## [YOUR GOAL]
Where in the data below does the word "dark" appear? Copy every line that has it.

--- EXTRACTED DATA Enclosed Below ---

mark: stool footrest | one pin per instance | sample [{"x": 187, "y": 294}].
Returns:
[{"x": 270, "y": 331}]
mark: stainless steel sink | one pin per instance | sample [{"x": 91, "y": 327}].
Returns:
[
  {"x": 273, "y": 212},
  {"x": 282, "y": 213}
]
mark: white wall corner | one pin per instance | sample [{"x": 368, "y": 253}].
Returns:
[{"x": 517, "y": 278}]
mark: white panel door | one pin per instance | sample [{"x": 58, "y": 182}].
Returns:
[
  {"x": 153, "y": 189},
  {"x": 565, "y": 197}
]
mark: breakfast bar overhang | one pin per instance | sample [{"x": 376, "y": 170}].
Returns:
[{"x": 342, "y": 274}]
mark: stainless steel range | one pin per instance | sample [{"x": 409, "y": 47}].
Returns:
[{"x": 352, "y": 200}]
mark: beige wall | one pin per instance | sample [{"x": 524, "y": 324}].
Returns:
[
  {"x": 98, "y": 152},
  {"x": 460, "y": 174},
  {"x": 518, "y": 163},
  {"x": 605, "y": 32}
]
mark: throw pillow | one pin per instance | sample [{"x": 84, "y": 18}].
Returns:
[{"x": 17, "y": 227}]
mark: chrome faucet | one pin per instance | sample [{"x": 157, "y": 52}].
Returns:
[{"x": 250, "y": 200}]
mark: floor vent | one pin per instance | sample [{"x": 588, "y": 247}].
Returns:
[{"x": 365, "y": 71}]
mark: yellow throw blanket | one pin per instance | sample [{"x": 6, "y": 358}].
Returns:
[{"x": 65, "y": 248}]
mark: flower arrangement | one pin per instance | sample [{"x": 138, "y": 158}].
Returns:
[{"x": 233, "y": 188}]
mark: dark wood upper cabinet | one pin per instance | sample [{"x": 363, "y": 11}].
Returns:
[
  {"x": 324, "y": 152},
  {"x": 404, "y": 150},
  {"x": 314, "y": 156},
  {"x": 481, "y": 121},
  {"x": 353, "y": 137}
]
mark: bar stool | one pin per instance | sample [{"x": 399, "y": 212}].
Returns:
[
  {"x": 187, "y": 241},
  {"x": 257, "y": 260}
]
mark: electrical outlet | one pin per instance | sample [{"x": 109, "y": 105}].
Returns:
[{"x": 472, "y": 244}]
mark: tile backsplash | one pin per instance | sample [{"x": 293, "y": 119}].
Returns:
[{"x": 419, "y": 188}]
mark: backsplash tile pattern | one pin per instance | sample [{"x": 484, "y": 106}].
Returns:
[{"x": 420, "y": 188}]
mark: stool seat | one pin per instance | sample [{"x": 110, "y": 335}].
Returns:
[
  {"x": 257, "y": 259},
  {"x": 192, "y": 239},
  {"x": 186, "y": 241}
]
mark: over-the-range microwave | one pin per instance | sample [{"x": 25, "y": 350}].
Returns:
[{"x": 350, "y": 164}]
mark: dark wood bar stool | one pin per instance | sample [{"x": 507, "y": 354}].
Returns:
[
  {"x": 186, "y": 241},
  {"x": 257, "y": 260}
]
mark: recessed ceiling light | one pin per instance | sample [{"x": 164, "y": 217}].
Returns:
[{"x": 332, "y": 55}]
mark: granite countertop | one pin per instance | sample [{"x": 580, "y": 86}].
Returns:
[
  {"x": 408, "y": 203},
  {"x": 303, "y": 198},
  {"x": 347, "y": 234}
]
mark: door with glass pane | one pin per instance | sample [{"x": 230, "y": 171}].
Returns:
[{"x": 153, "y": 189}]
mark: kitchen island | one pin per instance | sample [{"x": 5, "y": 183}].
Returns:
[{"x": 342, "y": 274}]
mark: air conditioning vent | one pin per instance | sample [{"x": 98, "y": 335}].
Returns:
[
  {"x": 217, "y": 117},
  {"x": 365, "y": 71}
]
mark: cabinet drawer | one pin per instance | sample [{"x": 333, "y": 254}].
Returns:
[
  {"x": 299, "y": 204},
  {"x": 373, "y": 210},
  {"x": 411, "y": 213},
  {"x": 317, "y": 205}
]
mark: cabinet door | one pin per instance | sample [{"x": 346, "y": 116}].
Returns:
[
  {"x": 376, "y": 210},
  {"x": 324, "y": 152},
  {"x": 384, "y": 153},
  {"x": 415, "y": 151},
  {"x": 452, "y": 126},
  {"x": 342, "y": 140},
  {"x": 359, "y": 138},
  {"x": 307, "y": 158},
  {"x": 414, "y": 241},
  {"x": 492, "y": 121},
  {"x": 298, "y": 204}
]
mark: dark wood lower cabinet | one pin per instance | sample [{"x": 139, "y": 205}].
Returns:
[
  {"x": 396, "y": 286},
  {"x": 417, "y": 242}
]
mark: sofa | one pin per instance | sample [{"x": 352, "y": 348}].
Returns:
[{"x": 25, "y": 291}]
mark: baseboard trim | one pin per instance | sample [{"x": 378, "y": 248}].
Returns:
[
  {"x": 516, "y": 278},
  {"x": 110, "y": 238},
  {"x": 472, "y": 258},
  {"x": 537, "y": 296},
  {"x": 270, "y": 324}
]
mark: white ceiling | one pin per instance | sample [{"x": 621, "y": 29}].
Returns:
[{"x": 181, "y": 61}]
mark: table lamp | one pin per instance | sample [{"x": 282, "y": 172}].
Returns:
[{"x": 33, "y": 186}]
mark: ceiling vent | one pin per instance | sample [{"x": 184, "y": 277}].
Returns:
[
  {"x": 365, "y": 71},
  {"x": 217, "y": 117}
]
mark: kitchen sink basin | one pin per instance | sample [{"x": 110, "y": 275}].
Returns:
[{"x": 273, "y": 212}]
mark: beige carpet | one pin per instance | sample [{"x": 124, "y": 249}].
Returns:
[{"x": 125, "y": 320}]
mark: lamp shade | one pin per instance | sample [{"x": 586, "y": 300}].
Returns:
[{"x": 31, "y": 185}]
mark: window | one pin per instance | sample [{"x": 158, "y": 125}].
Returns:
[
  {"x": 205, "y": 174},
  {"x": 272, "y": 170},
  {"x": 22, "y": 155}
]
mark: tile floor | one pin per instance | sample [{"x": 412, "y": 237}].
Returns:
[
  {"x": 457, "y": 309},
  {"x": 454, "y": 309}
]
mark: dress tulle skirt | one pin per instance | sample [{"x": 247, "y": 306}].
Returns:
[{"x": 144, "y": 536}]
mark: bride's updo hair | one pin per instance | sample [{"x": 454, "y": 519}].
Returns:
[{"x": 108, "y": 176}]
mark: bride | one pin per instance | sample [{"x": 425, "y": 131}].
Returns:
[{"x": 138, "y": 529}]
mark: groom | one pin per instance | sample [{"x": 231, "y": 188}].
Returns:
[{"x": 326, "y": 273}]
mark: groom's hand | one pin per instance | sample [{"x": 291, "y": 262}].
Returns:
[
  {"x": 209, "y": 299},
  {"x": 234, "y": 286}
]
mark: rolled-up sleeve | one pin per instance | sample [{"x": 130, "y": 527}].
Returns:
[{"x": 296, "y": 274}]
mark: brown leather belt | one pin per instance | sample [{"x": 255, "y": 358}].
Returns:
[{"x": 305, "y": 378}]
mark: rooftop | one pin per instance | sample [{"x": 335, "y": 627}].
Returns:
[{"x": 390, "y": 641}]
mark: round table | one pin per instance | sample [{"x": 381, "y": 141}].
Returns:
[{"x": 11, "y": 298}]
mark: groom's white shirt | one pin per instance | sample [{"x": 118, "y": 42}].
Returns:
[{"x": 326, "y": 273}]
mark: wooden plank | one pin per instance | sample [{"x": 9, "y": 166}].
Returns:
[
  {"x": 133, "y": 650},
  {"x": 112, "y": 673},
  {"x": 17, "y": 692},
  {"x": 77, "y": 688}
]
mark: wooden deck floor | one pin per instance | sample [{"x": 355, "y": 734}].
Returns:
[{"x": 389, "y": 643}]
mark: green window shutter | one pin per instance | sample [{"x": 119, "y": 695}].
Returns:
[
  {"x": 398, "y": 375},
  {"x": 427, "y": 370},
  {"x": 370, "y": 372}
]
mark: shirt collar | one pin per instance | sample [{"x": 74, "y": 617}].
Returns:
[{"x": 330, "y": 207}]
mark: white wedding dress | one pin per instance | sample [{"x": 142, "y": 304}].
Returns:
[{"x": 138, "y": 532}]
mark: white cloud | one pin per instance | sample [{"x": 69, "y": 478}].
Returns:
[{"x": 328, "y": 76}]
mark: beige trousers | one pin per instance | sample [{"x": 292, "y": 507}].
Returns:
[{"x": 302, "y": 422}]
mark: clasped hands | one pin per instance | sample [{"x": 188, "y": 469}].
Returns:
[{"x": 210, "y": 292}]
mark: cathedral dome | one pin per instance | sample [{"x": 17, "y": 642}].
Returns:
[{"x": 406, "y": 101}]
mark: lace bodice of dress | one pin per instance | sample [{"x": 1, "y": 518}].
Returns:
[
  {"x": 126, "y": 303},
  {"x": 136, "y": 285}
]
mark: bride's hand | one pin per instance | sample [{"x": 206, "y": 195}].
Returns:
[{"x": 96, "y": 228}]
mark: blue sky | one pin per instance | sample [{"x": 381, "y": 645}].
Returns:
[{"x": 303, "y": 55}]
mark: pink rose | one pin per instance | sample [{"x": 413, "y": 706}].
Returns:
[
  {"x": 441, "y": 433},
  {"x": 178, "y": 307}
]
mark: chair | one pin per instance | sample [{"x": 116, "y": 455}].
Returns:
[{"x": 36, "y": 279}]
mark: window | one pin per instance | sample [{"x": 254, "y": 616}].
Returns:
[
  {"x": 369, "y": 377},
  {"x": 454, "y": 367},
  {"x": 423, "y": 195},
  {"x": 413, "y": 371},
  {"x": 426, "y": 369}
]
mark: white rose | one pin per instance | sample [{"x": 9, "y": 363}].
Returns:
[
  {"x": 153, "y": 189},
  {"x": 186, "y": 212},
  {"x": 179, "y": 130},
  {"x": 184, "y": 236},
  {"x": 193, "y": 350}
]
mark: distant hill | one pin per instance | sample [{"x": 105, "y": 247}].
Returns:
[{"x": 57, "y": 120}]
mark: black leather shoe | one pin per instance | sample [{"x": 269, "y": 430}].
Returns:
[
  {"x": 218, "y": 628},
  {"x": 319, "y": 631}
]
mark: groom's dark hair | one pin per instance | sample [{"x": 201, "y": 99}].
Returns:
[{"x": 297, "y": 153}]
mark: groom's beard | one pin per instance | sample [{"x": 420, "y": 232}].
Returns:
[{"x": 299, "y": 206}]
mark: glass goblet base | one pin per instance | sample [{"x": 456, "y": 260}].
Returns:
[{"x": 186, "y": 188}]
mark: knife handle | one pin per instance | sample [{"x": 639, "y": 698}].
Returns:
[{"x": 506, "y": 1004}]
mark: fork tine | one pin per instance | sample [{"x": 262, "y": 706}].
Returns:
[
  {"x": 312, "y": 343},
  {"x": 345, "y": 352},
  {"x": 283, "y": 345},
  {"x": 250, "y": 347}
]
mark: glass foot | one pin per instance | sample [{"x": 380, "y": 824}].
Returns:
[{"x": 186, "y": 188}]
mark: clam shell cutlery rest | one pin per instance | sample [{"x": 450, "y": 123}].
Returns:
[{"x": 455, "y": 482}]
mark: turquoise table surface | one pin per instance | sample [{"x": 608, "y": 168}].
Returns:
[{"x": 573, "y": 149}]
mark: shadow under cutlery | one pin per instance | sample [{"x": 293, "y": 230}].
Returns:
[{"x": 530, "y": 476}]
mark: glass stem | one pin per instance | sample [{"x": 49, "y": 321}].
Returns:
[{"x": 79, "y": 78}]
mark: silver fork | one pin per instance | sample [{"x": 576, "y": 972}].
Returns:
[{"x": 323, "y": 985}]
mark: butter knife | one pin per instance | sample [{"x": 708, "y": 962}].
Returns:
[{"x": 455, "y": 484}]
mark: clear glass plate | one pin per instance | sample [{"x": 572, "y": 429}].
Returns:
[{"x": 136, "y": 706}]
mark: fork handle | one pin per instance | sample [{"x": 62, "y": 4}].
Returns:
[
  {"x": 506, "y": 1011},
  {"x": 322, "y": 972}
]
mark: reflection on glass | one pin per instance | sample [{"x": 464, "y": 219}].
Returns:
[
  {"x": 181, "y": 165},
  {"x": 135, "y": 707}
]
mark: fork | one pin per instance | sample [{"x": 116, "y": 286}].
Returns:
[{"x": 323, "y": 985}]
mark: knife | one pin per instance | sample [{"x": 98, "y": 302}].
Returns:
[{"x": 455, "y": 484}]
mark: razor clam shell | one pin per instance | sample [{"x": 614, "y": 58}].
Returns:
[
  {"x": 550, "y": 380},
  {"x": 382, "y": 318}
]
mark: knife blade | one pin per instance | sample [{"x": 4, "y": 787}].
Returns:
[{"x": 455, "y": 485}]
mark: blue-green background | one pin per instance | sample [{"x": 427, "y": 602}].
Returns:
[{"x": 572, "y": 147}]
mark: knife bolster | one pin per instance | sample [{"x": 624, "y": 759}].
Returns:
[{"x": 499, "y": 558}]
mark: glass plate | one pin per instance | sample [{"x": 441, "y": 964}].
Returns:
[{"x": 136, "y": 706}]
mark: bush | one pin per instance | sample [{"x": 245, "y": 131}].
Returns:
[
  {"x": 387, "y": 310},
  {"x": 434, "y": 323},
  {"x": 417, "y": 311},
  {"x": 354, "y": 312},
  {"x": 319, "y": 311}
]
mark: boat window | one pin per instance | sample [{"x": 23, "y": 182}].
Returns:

--- End of Enclosed EXTRACTED DATA ---

## [RESPONSE TO THIS EXERCISE]
mark: dark wood upper cabinet | one pin per instance | sample [{"x": 363, "y": 11}].
mark: dark wood bar stool | one pin per instance | sample [{"x": 507, "y": 354}].
mark: dark wood lower cabinet | one pin per instance | sample [{"x": 139, "y": 205}].
mark: groom's dark hair | one pin per instance | sample [{"x": 201, "y": 99}].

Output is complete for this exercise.